### What the task requires
Duplicate the entries below line for line, changing nothing.

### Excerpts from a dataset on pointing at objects
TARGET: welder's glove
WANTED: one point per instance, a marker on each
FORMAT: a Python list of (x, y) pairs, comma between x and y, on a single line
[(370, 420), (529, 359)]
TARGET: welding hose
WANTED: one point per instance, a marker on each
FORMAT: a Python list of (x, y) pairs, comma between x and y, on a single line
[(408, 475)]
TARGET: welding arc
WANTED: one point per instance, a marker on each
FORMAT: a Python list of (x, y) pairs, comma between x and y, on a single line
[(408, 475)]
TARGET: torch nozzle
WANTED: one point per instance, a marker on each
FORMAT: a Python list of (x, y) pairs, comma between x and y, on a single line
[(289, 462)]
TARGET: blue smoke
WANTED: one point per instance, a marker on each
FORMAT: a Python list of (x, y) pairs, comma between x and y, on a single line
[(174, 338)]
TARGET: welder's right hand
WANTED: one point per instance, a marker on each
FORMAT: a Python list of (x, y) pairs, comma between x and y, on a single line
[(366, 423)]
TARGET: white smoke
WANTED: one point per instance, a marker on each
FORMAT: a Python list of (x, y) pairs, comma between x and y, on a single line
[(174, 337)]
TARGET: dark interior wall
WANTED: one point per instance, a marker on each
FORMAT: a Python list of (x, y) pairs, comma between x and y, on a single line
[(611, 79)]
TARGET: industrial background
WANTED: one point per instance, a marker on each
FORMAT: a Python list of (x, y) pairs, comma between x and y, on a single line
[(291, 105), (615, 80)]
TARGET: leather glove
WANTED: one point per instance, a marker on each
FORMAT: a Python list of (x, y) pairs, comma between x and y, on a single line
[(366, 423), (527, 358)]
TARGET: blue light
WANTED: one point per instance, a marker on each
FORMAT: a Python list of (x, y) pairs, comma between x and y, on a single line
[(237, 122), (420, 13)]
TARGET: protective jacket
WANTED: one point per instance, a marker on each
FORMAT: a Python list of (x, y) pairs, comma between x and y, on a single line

### Solution to the problem
TARGET: welder's glove
WANTED: one point per instance, a marker on each
FORMAT: a Python list of (x, y) pairs, comma between x and y, on a single line
[(370, 420), (529, 359)]
TARGET: welding hose
WANTED: one point per instance, a marker on each
FORMAT: a Python list of (x, y) pairs, comma between x and y, on a single line
[(408, 475)]
TARGET: welding arc
WANTED: one point per instance, a marker on each
FORMAT: a Python list of (x, y) pairs, comma between x and y, on a single line
[(408, 475)]
TARGET: torch nozzle
WANTED: one point per instance, a marker on each
FORMAT: a Python list of (x, y) pairs, comma between x and y, on a single line
[(289, 462)]
TARGET: blue smoke
WANTED: one point per instance, a marker on each
FORMAT: a Python list of (x, y) pairs, comma between x and y, on a single line
[(174, 338)]
TARGET: welder's right hand
WANTED: one point per instance, a marker on each
FORMAT: a Python list of (x, y) pairs, comma between x and y, on a single line
[(366, 423)]
TARGET: white smoke
WANTED: one point per instance, a marker on each
FORMAT: a Python list of (x, y) pairs, comma between x and y, on a single line
[(174, 337)]
TARGET: dark interior wall
WANTED: one point per instance, a marker on each
FORMAT: a Python list of (x, y) pairs, comma between x and y, on a single line
[(611, 79)]
TARGET: industrial background
WANTED: one point per instance, a marker on each
FORMAT: a Python list of (x, y) pairs, comma between x and y, on a single line
[(291, 105), (615, 80)]
TARGET: leather glove
WANTED: one point per instance, a marker on each
FORMAT: a Python list of (x, y) pairs, comma between x and y, on a single line
[(366, 423), (527, 358)]
TARGET: blue light
WANTED: one point per instance, a marker on each
FORMAT: a Python list of (x, y) pairs, comma between x and y, on a single line
[(237, 122), (420, 13)]
TARGET: protective jacket
WANTED: one point per instance, a marker on each
FORMAT: a Python list of (x, y) pairs, comma between x and y, on a single line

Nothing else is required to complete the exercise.